Clara's Keith Hogan was the wrong man to be giving chances to and he ended up with a dozen points, all from frees but his dead-ball acumen wasn't sufficient in itself to give the favourites the scoreboard initiative during a second half when they determinedly whittled away at what was at one stage a seven-point deficit. The gap was twice cut back to two.

A glorious strike from Colm Cronin on the right wing restored Cuala’s lead to four as the match ticked into injury-time and that effectively brought down the curtain.

“Semi-finals are for winning,” said Kenny afterwards. “We had to work very hard for that and the lads put in a huge shift to get a result and fair play to them.

Composure

“The goals were critical scores. Mark made one and got the other. It gave us that lead going in at half-time and then coming out after half-time and facing a strong breeze it really gave us a good platform.

“Our lads showed composure. We said we had to keep the scoreboard ticking, from frees or play – whatever it was. We knew they’d come back. There was a strong breeze into us but the lads kept working away and it wasn’t easy; that was a good Clara team.”

The first quarter was a cagey affair with half of the scores coming from frees, converted by both Hogan and his counterpart David Treacy.

Clara were characteristically hard working, at one stage hustling the Cuala defence into coughing up a free 25 metres out for over-holding.

As the match settled, however, the Dublin champions began to hit their stride and stretch their opponents. Darragh O'Connell and Jake Malone were putting it up to Lester Ryan and Jack Langton at centrefield and the first incision came with Clara 0-6 to 0-5 ahead.

----------

[Stated goal] From the match report above, write out word for word the passage between "A glorious strike" and "play to them.", inclusive.

----------

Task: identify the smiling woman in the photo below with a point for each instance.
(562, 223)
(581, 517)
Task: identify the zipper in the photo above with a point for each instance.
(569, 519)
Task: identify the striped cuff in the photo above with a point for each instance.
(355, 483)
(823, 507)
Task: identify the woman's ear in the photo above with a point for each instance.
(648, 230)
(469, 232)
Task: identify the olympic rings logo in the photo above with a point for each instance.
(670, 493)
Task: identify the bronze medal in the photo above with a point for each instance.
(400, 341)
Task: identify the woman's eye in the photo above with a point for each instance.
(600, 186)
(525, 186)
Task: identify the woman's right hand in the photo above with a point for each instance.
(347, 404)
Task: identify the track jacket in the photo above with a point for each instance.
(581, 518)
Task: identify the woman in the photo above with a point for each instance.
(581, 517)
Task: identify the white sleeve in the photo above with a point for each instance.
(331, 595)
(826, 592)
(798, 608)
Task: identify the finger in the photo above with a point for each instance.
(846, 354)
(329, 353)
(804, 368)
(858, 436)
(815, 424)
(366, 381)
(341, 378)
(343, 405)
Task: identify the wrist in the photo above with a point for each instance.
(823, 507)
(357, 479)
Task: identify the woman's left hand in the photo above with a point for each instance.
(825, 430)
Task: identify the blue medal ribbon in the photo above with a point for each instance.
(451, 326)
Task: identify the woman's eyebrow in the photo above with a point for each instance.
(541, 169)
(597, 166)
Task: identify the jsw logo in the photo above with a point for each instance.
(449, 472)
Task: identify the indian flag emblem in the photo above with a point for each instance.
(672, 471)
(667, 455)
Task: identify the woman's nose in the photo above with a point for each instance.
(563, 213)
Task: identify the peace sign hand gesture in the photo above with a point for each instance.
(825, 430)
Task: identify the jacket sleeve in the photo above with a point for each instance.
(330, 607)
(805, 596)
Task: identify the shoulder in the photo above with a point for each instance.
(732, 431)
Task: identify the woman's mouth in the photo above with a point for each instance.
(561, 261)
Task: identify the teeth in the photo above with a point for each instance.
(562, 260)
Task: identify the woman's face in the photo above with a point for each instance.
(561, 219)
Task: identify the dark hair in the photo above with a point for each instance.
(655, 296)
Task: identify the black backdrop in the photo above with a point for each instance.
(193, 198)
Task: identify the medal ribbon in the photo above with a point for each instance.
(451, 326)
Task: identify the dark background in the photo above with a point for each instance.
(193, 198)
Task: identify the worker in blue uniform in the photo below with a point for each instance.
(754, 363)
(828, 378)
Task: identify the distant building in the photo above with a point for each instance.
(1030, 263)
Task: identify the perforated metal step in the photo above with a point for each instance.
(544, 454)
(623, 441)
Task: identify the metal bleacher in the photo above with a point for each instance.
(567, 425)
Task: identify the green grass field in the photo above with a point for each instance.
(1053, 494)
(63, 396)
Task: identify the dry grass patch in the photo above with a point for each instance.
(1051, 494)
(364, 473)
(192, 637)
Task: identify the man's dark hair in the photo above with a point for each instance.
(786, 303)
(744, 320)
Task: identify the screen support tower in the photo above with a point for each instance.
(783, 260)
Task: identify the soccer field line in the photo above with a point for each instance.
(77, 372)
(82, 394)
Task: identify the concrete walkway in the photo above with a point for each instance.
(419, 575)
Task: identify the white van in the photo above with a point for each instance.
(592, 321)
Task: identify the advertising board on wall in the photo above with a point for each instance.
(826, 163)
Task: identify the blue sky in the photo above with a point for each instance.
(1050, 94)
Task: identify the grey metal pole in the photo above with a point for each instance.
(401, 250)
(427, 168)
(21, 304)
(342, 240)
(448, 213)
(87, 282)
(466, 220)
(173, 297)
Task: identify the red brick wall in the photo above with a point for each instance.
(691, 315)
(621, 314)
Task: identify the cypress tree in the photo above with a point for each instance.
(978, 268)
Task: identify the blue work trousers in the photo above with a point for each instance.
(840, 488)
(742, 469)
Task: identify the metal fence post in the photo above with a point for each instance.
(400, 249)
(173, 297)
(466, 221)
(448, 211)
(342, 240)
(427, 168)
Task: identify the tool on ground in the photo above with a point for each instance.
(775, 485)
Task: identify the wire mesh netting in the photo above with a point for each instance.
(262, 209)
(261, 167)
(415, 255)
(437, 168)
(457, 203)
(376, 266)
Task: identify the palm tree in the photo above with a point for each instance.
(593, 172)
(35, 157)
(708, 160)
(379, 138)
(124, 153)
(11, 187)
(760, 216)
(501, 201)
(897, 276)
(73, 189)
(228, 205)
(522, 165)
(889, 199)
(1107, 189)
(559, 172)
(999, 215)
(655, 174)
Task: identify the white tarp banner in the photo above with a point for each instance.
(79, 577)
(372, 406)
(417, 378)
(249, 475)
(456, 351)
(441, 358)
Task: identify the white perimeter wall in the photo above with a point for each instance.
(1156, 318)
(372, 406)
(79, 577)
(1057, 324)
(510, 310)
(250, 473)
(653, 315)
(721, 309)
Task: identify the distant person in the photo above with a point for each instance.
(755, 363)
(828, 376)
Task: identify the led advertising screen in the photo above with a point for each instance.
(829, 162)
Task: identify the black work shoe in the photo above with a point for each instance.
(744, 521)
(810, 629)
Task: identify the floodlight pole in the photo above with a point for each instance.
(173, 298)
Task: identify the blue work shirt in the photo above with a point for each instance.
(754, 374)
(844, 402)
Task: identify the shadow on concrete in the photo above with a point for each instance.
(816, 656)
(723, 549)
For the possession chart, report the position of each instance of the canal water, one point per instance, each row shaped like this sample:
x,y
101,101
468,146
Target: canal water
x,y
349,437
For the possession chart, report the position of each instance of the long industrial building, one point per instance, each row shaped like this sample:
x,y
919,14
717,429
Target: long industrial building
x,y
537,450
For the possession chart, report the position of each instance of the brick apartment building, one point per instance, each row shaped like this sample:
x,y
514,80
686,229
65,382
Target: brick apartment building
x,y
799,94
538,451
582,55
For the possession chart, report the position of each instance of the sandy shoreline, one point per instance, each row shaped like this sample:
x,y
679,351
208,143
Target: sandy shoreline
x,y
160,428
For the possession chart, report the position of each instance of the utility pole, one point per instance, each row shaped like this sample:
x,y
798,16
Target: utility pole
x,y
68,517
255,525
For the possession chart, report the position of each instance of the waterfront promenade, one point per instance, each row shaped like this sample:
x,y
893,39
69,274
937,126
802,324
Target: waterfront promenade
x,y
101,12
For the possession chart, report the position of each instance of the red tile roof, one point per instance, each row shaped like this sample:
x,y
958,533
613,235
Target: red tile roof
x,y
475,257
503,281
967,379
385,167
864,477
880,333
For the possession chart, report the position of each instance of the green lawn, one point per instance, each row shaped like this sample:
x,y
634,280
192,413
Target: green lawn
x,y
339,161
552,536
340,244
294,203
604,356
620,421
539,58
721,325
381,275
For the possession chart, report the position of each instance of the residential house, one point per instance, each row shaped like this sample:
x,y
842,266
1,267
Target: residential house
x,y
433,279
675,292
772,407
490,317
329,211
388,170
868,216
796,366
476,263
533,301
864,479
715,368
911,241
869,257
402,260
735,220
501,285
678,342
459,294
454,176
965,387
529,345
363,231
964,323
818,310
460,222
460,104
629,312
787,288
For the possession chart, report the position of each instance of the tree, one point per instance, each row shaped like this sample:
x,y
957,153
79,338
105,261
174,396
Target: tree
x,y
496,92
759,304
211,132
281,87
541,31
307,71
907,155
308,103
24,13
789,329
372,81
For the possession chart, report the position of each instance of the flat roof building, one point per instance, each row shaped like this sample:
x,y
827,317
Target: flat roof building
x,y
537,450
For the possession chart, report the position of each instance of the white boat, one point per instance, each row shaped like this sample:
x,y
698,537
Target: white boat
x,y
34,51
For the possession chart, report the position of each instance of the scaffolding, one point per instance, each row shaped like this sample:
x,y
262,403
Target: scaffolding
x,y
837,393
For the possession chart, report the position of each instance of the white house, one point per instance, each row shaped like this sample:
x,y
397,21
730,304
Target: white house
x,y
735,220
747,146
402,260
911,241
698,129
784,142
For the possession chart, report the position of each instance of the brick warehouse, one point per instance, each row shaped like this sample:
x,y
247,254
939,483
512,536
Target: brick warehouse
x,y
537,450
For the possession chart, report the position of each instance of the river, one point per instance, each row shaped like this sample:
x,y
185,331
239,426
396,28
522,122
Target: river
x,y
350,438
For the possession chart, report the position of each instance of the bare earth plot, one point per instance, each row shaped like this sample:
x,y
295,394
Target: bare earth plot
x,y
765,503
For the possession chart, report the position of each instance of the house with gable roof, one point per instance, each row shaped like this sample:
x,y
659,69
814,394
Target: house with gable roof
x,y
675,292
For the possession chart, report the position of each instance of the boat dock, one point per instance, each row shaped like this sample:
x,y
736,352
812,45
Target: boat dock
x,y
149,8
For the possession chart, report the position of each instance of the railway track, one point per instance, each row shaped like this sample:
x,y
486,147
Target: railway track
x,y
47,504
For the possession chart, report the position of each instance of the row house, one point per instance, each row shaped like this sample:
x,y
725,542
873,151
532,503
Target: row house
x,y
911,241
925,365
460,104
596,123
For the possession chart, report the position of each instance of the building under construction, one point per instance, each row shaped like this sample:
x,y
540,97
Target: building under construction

----------

[Correct output]
A glorious strike from Colm Cronin on the right wing restored Cuala’s lead to four as the match ticked into injury-time and that effectively brought down the curtain.

“Semi-finals are for winning,” said Kenny afterwards. “We had to work very hard for that and the lads put in a huge shift to get a result and fair play to them.